Material for this exercise:

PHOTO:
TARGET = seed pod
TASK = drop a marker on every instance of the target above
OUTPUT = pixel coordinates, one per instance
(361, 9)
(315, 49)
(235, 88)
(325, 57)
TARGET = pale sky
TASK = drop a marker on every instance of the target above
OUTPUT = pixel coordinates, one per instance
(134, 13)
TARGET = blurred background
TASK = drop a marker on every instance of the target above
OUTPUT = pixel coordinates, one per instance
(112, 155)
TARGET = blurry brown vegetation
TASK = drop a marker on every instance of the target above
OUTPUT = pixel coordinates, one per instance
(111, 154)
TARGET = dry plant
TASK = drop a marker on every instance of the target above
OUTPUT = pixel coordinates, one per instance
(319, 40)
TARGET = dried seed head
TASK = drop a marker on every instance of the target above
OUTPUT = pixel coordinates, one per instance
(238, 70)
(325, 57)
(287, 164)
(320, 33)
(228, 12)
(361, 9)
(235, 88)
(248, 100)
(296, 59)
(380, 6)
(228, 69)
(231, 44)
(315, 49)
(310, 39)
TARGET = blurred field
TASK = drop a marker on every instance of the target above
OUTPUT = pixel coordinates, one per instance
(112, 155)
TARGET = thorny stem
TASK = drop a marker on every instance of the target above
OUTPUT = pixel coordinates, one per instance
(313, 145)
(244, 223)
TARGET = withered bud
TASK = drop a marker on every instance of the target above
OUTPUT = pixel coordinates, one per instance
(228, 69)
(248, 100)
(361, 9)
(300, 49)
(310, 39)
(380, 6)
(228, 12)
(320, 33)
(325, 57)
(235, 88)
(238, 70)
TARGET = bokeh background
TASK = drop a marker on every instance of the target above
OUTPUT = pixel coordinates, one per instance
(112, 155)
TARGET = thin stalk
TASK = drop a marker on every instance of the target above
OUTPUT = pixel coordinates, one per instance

Short exercise:
Please reproduce every entry above in full, requests included, and scale each coordinate in the answers by 0.2, rounding to whole numbers with halves going up.

Written answer:
PHOTO:
TARGET = seed pod
TASK = drop a marker on every instance of the target above
OUTPUT = pixel coordinates, one per instance
(72, 2)
(63, 10)
(47, 18)
(65, 11)
TARGET = pale sky
TASK = drop a marker on every instance of the target above
OUTPUT = pixel coordinates, one per instance
(27, 3)
TARGET = blurred background
TASK = drop a marker on every instance of the target above
OUTPUT = pixel coordinates, one per instance
(22, 31)
TARGET = blurry brown vegetation
TASK = drop a marker on every instance of the target above
OUTPUT = pixel coordinates, one per instance
(22, 31)
TARGET = dry plant
TASK = drop a marker on every instance of the target above
OUTPUT = pixel coordinates, one per instance
(64, 8)
TARGET = dried seed head
TASK = drop a marker on every instance of the target above
OUTPUT = pixel coordinates, one per instance
(48, 14)
(65, 11)
(57, 33)
(64, 7)
(46, 2)
(72, 2)
(47, 18)
(50, 20)
(59, 12)
(76, 1)
(46, 14)
(46, 9)
(63, 10)
(62, 8)
TARGET = blurred field
TASK = drop a marker on every instance of the target above
OUTPUT = pixel coordinates, one per instance
(22, 31)
TARGET = thorny stem
TASK = drop a marker on every instance of the target above
OUTPUT = pixel coordinates, one per instance
(63, 29)
(49, 45)
TARGET = withered bud
TASK = drop a marker on every instance of the target above
OUTPUT = pixel coordinates, one per instance
(46, 14)
(50, 20)
(72, 2)
(60, 10)
(62, 8)
(76, 1)
(46, 2)
(64, 7)
(65, 11)
(47, 18)
(48, 14)
TARGET = bokeh background
TASK = drop a marker on every instance of the target above
OUTPUT = pixel coordinates, one per instance
(22, 31)
TARGET = thin stalk
TASK = drop a marker on every instance of the target above
OUTPUT = pixel coordinates, one per instance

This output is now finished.